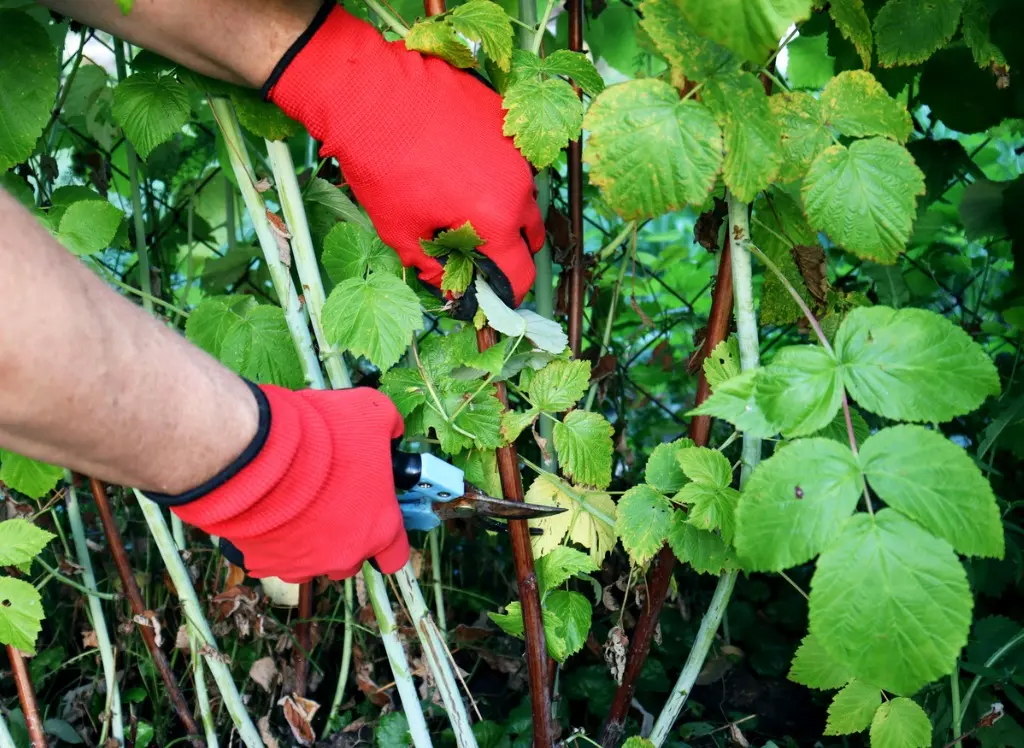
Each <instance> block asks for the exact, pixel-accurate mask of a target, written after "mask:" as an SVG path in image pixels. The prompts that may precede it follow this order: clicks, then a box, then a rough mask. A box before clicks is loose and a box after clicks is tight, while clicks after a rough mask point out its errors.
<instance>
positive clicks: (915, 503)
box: [860, 425, 1004, 558]
mask: <svg viewBox="0 0 1024 748" xmlns="http://www.w3.org/2000/svg"><path fill="white" fill-rule="evenodd" d="M860 464H861V466H862V469H863V471H864V475H866V477H867V483H868V484H869V485H870V487H871V489H872V490H873V491H874V493H877V494H878V495H879V498H881V499H882V500H883V501H885V502H886V504H888V505H889V506H891V507H892V508H893V509H896V511H899V512H901V513H903V514H906V515H907V516H908V517H910V518H911V520H913V521H914V522H916V523H918V524H919V525H921V526H922V527H924V528H925V529H926V530H929V531H930V532H932V533H934V534H935V535H937V536H939V537H940V538H943V539H945V540H946V541H948V542H949V544H950V545H952V546H953V549H955V550H956V552H958V553H963V554H964V555H981V556H989V557H995V558H1001V557H1002V552H1004V539H1002V522H1001V518H1000V515H999V508H998V506H997V505H996V503H995V495H994V494H993V493H992V488H991V486H989V485H988V481H986V480H985V476H984V475H982V474H981V470H979V469H978V466H977V465H976V464H975V463H974V460H972V459H971V458H970V457H969V456H968V454H967V453H966V452H965V451H964V450H963V449H961V448H959V447H957V446H956V445H955V444H953V443H952V442H950V441H949V440H948V439H946V438H945V437H943V435H942V434H941V433H940V432H938V431H932V430H929V429H927V428H924V427H922V426H911V425H903V426H893V427H892V428H884V429H882V430H881V431H879V432H878V433H876V434H874V435H873V437H871V438H870V439H868V440H867V441H866V442H865V443H864V445H863V447H862V448H861V451H860Z"/></svg>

◆ **WHAT THE TASK REQUIRES**: The answer must consist of the entries above, reproduced word for word, without any pictures.

◆ **ANSWER BELOW**:
Each <instance> block asks for the exact, pixel-accurate mask of a target, written after "mask:" as an SVG path in image pixels. The prompts that may precede it follow this order: clicks, then a box, then a rough mask. A box before clicks is loose and a box after clicks is tight, while clicks after a rough mask point out its errors.
<instance>
positive clicks: (915, 503)
box: [860, 425, 1004, 558]
mask: <svg viewBox="0 0 1024 748" xmlns="http://www.w3.org/2000/svg"><path fill="white" fill-rule="evenodd" d="M860 464H861V466H862V469H863V471H864V475H866V477H867V483H868V484H869V485H870V487H871V489H872V490H873V491H874V493H877V494H878V495H879V498H881V499H882V500H883V501H885V502H886V504H888V505H889V506H891V507H892V508H893V509H896V511H899V512H901V513H903V514H906V515H907V516H908V517H910V518H911V520H913V521H914V522H916V523H918V524H919V525H921V526H922V527H924V528H925V529H926V530H929V531H930V532H932V533H934V534H935V535H937V536H939V537H940V538H943V539H945V540H946V541H948V542H949V544H950V545H952V546H953V549H955V550H956V552H958V553H963V554H964V555H981V556H989V557H995V558H1001V557H1002V552H1004V539H1002V522H1001V518H1000V515H999V508H998V506H997V505H996V503H995V495H994V494H993V493H992V488H991V486H989V485H988V481H986V480H985V476H984V475H982V474H981V470H979V469H978V466H977V465H976V464H975V463H974V460H972V459H971V458H970V457H969V456H968V454H967V453H966V452H965V451H964V450H963V449H961V448H959V447H957V446H956V445H955V444H953V443H952V442H950V441H949V440H948V439H946V438H945V437H943V435H942V434H941V433H940V432H938V431H932V430H929V429H927V428H924V427H922V426H911V425H903V426H893V427H892V428H884V429H882V430H881V431H879V432H878V433H876V434H874V435H873V437H871V438H870V439H868V440H867V441H866V442H865V443H864V445H863V447H862V448H861V451H860Z"/></svg>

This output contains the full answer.